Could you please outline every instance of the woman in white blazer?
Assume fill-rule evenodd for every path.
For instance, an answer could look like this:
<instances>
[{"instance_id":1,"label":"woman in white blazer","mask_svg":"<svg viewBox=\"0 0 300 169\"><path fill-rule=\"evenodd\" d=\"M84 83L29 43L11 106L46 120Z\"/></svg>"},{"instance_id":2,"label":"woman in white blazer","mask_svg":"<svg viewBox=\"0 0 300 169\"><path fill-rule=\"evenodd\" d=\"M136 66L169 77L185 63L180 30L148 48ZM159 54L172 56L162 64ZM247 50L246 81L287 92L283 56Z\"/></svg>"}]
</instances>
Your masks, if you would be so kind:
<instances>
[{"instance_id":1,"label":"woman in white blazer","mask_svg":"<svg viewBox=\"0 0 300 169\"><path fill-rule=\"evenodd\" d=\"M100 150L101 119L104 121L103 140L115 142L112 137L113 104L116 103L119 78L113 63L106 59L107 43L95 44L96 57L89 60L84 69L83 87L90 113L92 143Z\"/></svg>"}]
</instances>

### TASK TO COMPLETE
Convert the records above into a JSON list of strings, with one string per line and any blank lines omitted.

### SOLUTION TO THIS PROBLEM
[
  "Could you please outline every instance of the woman in white blazer?",
  "Assume fill-rule evenodd for every path.",
  "For instance, an answer could look like this:",
  "<instances>",
  "[{\"instance_id\":1,\"label\":\"woman in white blazer\",\"mask_svg\":\"<svg viewBox=\\\"0 0 300 169\\\"><path fill-rule=\\\"evenodd\\\" d=\\\"M84 83L29 43L11 106L46 120Z\\\"/></svg>\"},{\"instance_id\":2,\"label\":\"woman in white blazer\",\"mask_svg\":\"<svg viewBox=\\\"0 0 300 169\\\"><path fill-rule=\\\"evenodd\\\" d=\\\"M136 66L169 77L185 63L180 30L148 48ZM159 54L172 56L162 64ZM247 50L246 81L287 92L283 56Z\\\"/></svg>\"}]",
  "</instances>",
  "Your masks, if you would be so kind:",
  "<instances>",
  "[{\"instance_id\":1,\"label\":\"woman in white blazer\",\"mask_svg\":\"<svg viewBox=\\\"0 0 300 169\\\"><path fill-rule=\\\"evenodd\\\" d=\\\"M100 150L101 119L104 121L103 140L115 142L112 137L113 104L116 103L119 78L113 63L106 59L107 43L95 44L96 57L89 60L84 69L83 87L90 113L92 143Z\\\"/></svg>\"}]",
  "</instances>"
]